• _EXTRACTED TEXT_:
┏━━

Wednesday Nov 25, 2009

Use InfiniBand with Solaris X86 10/09 and HPC-ClusterTools 8.2

I will describe here how to set up HPC-ClusterTools (HPC-CT) 8.2 on Solaris10 X86 10/09 (SunOS 5.10 Generic_141445-09) to run over an InfiniBand (here a QDR IB) network. Attention: As I am behind a firewall, I use very open and possibly not secure settings, avoiding passwords, etc. If connected to the outside world, your cluster could become an easy target for hackers. This blog does not describe how to cable and to configure the switches. I am counting on your IT admin to do this.
Set up a local NFS file system

In order to install HPC-CT, you need a shared filesystem, visible from all nodes of your cluster.

┗━━

• _WHAT THE TASK ASKS_: Repeat the passage from the blog post on setting up InfiniBand with Solaris, between "Wednesday Nov 25, 2009" and "to do this.", inclusive. The data that comes next is not needed for anything here.

• _Items from a labeling collection_:

┏━━

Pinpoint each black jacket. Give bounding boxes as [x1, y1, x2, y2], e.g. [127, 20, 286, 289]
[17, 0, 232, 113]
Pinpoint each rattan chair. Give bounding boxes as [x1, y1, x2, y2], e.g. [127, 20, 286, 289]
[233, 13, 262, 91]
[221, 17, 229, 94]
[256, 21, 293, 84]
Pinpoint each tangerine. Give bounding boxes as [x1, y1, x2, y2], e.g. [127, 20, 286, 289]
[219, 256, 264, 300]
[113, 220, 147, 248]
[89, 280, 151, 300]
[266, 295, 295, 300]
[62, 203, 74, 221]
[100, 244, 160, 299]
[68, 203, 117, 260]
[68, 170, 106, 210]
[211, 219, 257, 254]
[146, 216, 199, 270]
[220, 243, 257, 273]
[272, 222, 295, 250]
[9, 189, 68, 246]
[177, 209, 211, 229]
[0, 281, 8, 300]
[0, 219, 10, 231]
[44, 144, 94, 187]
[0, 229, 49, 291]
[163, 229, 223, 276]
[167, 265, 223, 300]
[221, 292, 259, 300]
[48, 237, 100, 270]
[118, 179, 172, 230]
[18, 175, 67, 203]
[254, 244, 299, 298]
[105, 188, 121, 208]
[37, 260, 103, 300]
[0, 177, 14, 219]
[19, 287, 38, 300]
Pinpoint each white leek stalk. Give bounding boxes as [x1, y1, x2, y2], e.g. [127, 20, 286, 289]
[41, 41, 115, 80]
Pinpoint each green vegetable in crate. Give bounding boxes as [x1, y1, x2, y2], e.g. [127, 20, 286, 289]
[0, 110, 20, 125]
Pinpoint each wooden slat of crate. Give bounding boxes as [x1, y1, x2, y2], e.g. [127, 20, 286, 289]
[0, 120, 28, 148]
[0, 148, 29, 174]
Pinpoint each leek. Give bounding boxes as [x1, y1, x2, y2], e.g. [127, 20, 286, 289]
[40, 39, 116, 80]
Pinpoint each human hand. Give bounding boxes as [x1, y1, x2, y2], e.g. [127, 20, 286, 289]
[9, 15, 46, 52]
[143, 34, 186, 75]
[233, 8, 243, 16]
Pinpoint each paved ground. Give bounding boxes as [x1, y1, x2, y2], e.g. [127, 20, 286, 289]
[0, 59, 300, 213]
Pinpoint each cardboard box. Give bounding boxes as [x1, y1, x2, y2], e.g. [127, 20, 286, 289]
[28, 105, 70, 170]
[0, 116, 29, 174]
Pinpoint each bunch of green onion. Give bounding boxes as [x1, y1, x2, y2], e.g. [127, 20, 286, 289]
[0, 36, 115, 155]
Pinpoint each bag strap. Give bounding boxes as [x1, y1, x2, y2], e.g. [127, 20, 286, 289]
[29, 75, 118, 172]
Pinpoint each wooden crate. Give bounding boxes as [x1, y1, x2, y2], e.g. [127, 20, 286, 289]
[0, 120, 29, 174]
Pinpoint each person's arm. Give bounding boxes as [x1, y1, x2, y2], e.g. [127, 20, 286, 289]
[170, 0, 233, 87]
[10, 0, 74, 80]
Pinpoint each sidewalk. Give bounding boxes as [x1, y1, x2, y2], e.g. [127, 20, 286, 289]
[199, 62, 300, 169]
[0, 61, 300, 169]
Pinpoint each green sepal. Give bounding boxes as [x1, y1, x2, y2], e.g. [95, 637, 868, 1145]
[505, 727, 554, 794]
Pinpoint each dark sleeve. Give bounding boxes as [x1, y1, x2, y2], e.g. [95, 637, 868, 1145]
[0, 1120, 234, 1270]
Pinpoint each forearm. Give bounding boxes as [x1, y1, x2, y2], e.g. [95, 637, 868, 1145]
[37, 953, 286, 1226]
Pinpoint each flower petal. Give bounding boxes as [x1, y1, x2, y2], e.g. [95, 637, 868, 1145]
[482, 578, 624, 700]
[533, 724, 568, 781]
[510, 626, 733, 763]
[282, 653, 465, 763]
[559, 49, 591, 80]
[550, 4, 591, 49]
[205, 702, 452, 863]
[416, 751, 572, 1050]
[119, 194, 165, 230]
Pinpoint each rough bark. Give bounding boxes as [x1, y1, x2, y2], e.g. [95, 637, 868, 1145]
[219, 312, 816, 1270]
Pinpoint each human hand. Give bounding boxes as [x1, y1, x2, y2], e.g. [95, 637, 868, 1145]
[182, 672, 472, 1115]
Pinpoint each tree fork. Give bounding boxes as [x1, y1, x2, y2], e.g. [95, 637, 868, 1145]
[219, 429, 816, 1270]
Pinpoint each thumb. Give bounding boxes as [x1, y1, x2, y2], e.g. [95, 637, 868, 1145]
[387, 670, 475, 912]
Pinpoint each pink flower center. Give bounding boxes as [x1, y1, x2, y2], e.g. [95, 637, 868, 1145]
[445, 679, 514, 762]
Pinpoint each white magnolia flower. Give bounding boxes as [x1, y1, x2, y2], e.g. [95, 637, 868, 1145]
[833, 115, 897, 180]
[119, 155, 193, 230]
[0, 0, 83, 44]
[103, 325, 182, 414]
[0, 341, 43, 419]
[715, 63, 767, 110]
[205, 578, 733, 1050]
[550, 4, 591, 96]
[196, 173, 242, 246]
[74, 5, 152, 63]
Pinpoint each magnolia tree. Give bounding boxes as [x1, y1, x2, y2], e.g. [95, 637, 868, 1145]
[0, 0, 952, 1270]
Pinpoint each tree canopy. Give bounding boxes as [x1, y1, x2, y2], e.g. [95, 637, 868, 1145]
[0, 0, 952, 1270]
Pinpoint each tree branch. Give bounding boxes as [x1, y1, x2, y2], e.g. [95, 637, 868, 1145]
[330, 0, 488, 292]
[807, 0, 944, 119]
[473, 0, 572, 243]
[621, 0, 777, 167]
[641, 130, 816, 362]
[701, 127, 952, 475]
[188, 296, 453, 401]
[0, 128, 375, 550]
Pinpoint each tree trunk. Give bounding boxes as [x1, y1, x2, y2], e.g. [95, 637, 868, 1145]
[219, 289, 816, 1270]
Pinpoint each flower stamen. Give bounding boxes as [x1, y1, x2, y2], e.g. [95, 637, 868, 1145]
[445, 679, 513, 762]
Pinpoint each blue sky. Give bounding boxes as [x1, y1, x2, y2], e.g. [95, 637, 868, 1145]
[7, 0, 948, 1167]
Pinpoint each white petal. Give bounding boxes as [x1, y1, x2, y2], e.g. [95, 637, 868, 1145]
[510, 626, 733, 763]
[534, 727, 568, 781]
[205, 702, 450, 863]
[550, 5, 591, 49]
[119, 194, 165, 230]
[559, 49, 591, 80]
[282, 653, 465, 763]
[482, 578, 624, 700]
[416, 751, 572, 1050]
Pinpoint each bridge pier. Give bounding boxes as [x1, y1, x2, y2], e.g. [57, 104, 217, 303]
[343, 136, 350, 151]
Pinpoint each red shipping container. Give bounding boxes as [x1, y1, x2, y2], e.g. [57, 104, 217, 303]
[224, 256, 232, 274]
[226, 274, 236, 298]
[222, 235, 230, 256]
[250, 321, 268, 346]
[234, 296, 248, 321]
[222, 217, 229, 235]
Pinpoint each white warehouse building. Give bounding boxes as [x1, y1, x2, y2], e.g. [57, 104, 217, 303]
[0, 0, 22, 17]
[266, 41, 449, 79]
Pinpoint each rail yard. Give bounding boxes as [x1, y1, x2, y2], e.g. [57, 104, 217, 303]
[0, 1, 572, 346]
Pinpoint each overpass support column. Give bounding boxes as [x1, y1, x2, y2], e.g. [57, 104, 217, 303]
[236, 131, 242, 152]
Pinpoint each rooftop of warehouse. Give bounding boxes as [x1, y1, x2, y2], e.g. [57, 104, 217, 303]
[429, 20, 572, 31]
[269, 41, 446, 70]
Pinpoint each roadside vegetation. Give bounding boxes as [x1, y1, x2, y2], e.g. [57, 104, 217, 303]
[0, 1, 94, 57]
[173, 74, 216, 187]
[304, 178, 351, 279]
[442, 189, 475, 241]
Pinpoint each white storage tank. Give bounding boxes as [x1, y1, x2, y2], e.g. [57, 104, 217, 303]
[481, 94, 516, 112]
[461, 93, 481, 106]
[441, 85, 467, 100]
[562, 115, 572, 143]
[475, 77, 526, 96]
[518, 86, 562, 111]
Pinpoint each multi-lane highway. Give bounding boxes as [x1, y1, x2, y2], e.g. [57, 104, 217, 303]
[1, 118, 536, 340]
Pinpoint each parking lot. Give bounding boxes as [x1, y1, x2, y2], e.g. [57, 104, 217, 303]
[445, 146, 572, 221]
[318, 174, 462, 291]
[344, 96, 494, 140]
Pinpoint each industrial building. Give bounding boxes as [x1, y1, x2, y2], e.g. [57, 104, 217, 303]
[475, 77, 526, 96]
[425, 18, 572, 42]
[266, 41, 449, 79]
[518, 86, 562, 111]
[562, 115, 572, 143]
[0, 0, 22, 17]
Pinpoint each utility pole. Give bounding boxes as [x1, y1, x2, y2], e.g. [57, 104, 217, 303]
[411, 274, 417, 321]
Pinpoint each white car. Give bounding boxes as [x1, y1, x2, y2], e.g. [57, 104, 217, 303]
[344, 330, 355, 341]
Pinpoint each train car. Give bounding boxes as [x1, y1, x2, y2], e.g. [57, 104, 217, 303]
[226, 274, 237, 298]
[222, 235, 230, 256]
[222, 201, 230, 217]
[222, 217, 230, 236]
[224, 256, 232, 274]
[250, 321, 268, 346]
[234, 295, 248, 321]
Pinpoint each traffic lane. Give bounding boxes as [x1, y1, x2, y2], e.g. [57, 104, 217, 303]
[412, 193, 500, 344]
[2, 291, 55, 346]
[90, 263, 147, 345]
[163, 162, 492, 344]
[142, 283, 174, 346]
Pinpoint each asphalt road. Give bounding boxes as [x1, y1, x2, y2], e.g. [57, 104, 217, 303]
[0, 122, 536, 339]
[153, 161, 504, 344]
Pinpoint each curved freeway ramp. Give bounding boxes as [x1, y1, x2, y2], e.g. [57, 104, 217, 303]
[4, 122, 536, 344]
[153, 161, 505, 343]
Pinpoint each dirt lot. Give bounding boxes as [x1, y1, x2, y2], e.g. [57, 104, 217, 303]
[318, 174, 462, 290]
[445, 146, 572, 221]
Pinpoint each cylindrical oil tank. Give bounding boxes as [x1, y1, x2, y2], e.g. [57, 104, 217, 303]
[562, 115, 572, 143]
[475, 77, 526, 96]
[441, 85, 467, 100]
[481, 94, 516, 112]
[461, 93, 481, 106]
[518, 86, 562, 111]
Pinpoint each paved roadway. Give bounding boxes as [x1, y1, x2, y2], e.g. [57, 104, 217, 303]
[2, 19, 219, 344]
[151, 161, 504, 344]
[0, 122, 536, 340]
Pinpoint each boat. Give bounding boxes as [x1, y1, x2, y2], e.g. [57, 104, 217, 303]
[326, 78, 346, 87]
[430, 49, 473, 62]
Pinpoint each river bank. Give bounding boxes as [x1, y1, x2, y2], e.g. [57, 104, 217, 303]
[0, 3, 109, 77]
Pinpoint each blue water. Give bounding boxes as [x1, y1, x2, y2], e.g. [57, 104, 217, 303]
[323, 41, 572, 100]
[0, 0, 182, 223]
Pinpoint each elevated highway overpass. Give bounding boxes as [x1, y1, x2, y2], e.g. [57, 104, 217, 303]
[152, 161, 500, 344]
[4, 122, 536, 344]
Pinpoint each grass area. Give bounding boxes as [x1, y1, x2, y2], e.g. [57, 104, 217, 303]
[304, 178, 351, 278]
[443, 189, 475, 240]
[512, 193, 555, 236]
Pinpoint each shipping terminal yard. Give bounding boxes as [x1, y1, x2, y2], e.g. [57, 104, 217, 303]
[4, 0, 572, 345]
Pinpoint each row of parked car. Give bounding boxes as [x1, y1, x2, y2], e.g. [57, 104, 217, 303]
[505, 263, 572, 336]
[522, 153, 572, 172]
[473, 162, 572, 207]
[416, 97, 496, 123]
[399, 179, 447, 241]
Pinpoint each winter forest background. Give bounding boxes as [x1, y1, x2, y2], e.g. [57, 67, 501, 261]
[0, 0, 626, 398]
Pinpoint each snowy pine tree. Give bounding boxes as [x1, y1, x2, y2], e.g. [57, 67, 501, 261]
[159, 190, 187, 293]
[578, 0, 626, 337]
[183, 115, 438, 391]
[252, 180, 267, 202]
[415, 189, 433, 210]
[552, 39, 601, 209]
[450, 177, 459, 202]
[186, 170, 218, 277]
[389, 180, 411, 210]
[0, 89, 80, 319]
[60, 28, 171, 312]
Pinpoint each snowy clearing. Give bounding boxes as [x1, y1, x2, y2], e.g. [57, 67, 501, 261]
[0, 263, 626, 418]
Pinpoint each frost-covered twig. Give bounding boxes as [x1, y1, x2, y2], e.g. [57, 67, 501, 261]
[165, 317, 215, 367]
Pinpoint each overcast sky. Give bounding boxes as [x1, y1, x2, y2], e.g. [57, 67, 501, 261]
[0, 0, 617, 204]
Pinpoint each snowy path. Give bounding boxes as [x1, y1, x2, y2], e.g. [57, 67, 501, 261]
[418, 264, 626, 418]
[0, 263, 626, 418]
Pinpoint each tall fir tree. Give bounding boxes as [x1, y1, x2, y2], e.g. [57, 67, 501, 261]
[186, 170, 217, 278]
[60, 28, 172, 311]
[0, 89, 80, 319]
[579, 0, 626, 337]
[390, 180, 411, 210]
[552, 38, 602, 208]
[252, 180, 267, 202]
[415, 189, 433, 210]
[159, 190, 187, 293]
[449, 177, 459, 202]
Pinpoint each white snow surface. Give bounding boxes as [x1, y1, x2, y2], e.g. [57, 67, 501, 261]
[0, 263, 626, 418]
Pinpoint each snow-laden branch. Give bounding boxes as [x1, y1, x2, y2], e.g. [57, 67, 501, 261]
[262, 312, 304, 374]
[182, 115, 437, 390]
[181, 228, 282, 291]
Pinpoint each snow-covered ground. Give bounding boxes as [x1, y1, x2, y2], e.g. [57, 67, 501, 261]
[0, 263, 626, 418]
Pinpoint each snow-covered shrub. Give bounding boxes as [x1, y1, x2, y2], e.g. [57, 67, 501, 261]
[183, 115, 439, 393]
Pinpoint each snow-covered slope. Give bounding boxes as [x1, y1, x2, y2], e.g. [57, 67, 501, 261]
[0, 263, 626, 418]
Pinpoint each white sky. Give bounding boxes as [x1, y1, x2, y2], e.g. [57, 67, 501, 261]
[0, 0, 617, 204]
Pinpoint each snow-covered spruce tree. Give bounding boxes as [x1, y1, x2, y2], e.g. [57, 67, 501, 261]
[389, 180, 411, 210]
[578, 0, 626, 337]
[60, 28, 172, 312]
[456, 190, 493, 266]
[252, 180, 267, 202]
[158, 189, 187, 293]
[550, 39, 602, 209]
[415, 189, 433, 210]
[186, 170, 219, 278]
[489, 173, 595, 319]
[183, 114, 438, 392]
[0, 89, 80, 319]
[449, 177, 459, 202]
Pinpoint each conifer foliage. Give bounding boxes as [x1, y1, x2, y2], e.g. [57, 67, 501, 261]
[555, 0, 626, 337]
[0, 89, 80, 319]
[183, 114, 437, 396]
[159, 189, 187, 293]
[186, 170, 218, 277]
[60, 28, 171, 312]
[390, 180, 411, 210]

┗━━

• _REPLY_:
Wednesday Nov 25, 2009

Use InfiniBand with Solaris X86 10/09 and HPC-ClusterTools 8.2

I will describe here how to set up HPC-ClusterTools (HPC-CT) 8.2 on Solaris10 X86 10/09 (SunOS 5.10 Generic_141445-09) to run over an InfiniBand (here a QDR IB) network. Attention: As I am behind a firewall, I use very open and possibly not secure settings, avoiding passwords, etc. If connected to the outside world, your cluster could become an easy target for hackers. This blog does not describe how to cable and to configure the switches. I am counting on your IT admin to do this.